**Dataset rows:**
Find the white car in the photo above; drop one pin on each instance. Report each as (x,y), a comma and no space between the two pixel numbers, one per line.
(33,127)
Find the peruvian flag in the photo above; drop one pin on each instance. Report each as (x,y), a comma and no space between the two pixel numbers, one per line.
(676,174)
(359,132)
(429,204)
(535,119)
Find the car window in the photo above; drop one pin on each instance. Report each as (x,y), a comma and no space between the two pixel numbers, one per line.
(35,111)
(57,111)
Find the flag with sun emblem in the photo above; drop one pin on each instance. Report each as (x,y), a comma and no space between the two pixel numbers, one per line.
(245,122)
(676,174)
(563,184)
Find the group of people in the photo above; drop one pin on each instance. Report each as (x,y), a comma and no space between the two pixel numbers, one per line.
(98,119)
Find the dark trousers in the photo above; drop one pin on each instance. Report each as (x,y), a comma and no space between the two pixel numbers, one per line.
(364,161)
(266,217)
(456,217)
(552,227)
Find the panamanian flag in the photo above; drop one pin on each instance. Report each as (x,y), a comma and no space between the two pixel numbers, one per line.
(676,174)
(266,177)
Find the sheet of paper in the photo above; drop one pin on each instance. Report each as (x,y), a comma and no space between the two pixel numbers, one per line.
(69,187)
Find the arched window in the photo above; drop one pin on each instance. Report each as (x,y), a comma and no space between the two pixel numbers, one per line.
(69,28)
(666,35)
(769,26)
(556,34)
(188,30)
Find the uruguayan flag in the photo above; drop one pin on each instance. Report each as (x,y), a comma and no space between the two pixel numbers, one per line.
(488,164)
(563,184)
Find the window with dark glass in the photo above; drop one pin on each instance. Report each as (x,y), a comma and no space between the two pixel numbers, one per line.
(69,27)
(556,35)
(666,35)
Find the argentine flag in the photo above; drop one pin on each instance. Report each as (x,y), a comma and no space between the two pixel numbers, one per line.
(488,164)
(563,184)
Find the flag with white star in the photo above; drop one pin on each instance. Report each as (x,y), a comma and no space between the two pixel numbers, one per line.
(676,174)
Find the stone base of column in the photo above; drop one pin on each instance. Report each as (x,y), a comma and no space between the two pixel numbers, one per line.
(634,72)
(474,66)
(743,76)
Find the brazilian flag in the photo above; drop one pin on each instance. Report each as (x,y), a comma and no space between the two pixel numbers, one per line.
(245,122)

**Given request:**
Extract the closing run of lines, starting with the one containing "Find the argentine" and ending at the last, exactly as written.

**Task response:**
Find the argentine flag in the photo above; drop one pin on each instance. Report each as (x,y), a comma and no space between the two pixel numbers, one per line.
(488,164)
(563,184)
Find the flag with white star in the photo above; drop one pin on each instance. Report each as (x,y), a comma and no space between the two pixel numbers, one per line.
(676,174)
Find the stone base of column in the photo above; drop one pin on each instance. Report each as (x,y), a comma and no space between the two pixel numbers, one per line.
(634,72)
(474,66)
(743,76)
Find the brazilian flag in the photo above; drop one pin on each instance. Report each as (x,y), a comma and no space between the two pixel numbers, one per line.
(245,122)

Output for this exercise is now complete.